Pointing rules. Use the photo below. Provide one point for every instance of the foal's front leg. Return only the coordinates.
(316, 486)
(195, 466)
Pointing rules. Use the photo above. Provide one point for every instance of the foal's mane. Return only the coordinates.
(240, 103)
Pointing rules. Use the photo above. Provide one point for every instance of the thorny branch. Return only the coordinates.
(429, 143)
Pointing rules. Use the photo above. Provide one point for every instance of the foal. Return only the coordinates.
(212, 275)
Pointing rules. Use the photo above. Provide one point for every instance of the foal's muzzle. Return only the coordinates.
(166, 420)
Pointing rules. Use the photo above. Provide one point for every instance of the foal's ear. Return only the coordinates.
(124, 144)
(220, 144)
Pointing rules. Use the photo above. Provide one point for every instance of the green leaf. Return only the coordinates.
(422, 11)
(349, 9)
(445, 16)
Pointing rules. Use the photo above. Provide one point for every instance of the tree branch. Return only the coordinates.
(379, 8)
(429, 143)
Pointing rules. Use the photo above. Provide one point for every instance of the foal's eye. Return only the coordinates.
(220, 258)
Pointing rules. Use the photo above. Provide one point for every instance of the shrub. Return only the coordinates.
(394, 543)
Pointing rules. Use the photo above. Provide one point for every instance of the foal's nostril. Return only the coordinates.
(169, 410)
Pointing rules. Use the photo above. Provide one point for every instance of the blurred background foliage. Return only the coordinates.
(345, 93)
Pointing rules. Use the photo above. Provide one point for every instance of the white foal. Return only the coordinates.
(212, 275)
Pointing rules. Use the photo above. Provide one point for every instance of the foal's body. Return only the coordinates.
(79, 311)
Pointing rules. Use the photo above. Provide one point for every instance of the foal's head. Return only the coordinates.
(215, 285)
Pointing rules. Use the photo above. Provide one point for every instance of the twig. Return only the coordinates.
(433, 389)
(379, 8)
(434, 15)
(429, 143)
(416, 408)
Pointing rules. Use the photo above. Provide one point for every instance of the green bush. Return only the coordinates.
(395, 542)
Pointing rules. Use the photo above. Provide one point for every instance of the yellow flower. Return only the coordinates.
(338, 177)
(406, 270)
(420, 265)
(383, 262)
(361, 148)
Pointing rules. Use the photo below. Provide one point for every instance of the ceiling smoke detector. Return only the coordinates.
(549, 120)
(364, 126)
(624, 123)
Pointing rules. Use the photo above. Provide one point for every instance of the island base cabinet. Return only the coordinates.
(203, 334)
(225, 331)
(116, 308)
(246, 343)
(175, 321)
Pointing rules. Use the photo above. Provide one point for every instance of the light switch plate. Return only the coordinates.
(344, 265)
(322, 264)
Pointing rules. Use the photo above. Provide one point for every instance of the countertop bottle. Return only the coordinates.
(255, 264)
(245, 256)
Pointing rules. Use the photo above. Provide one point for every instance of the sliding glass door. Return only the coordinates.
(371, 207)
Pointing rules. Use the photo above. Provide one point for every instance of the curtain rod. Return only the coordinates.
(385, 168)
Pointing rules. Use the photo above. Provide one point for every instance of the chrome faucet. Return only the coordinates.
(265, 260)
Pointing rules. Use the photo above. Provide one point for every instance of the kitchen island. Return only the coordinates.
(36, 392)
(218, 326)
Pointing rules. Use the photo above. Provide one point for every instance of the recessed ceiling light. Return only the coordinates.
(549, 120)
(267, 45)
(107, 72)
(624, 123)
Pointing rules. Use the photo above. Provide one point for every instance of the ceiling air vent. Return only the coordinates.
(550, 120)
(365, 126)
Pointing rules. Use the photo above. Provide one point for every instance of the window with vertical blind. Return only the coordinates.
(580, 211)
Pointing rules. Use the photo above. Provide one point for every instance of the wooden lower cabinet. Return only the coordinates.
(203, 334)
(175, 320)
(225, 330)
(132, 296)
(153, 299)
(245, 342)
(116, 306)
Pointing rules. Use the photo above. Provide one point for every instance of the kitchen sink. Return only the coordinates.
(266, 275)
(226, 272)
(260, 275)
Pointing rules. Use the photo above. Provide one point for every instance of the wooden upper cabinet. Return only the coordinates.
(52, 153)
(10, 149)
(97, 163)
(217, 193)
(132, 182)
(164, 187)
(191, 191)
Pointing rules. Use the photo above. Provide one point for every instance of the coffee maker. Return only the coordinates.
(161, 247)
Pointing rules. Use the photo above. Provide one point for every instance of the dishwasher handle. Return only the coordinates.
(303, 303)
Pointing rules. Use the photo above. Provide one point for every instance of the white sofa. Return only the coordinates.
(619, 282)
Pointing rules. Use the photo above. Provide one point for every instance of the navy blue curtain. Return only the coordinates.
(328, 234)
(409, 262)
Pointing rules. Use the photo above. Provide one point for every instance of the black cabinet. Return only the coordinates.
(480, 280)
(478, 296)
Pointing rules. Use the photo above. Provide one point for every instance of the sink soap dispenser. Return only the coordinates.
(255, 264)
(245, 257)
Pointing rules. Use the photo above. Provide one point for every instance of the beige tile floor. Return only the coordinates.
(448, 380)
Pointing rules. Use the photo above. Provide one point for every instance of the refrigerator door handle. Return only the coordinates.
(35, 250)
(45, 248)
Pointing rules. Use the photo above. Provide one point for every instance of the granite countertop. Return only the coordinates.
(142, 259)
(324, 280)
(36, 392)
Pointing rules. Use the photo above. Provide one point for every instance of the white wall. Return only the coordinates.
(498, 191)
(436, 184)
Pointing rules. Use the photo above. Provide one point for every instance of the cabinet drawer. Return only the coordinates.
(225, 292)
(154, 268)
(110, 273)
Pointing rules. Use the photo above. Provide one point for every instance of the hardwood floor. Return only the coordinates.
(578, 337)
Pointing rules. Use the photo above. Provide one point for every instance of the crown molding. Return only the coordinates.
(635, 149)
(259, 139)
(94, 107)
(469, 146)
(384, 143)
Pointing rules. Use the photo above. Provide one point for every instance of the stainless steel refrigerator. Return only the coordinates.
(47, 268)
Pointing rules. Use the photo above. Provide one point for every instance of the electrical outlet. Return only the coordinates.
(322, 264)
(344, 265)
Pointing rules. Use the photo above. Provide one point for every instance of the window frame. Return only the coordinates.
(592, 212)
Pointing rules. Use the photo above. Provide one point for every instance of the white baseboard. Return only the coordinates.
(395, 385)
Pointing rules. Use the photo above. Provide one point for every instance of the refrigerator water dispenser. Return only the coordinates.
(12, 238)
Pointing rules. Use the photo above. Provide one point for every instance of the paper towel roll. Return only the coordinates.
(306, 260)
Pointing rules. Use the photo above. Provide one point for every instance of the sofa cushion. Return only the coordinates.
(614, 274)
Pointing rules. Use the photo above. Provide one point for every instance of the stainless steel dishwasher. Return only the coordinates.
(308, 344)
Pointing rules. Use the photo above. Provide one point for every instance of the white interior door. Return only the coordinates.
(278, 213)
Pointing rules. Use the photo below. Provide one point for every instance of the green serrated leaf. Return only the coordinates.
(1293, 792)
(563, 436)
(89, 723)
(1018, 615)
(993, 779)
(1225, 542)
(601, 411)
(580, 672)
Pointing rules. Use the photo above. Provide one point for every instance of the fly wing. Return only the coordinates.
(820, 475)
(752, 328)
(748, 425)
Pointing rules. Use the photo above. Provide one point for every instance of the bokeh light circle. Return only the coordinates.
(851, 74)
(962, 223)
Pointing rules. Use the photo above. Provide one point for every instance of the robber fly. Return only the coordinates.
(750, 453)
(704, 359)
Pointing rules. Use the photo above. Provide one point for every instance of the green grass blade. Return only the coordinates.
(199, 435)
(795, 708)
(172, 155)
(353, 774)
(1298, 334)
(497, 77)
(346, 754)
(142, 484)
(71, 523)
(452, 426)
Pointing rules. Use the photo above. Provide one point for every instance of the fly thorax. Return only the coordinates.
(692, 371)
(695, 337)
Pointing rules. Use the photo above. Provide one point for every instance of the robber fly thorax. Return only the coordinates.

::::

_Your task_
Please rewrite only the rows above, from the line containing "cushion. Return only the coordinates." through the end of the rows, inclusive, keeping each request unchanged and multiplying every coordinate in the answers by 0.95. Round each product to a whole number, with halves rounded up.

_Full output_
Pointing rules. Use the photo above. Provide one point for every instance of the sofa cushion. Return only the coordinates.
(583, 260)
Pointing rules. Use the photo above. Provide one point for every instance of the stainless steel dishwasher. Return only the coordinates.
(293, 327)
Pointing rules. Use the photo above. Provide one point for every instance of the white interior door. Return only the coordinates.
(264, 202)
Pointing rules. Use the photo below. Provide one point for every instance of the green serrated leaf. Return only the coordinates.
(1228, 752)
(535, 414)
(85, 687)
(967, 584)
(943, 740)
(1164, 515)
(571, 390)
(551, 638)
Pointing rules. Use the photo above. Provide one point for every instance of the fly wing. Return only the coordinates.
(779, 451)
(714, 312)
(711, 404)
Pointing rules. Use the photo above. Provide one point for every instance of the bokeh light circle. Return only the coordinates.
(808, 70)
(914, 212)
Pointing rules. Use the photo above. Provide one point for every instance of the robber fly. Return only the coordinates.
(713, 430)
(669, 341)
Pointing rules. Use the photo above. Provide one point for every instance of the green grass blade. Return only the coordinates.
(189, 413)
(755, 673)
(163, 147)
(335, 735)
(1233, 317)
(472, 73)
(329, 716)
(135, 460)
(67, 497)
(429, 405)
Pointing rules. Use the photo above. Provide one point for every instance of the fly thorax. Return only the coordinates.
(657, 352)
(660, 320)
Pointing rules. Use the photo above. Provide one point for every instance of the robber fly thorax. Return only the coordinates.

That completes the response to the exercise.